==== THE DATA

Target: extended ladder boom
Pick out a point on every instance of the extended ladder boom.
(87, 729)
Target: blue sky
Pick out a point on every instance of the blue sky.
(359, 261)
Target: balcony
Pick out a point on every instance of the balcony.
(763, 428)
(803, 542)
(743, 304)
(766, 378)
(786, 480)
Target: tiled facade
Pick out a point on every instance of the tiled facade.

========
==== THE DATA

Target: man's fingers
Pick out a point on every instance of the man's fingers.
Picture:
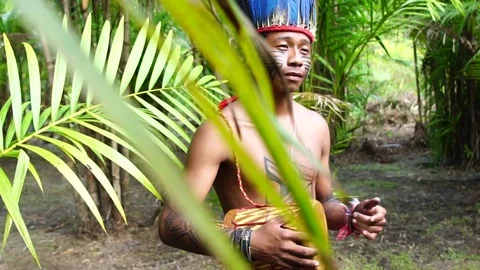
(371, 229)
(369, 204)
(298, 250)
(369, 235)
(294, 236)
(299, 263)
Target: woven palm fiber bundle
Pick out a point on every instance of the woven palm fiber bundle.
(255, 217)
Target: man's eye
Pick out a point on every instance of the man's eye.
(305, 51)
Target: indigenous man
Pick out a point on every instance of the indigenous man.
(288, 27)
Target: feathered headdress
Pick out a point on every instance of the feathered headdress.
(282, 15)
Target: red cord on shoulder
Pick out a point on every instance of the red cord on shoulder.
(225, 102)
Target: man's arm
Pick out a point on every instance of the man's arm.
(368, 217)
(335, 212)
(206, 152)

========

DESCRIPTION OF THE TASK:
Looking at the data above, write out exactly the lines that start at the one containing "Target: extended ladder boom" and end at the one containing "Pick out a point on every instance of the tiled"; include both and nothing beyond.

REPLY TO THE TASK:
Target: extended ladder boom
Pick out a point on every instance of the extended ladder boom.
(87, 729)
Target: blue sky
Pick out a point on every instance of the blue sky.
(359, 261)
Target: balcony
Pick out a point on every instance of the balcony.
(763, 428)
(803, 542)
(743, 304)
(766, 378)
(786, 480)
Target: tiled facade
Pick out a point on every instance of the tiled facade.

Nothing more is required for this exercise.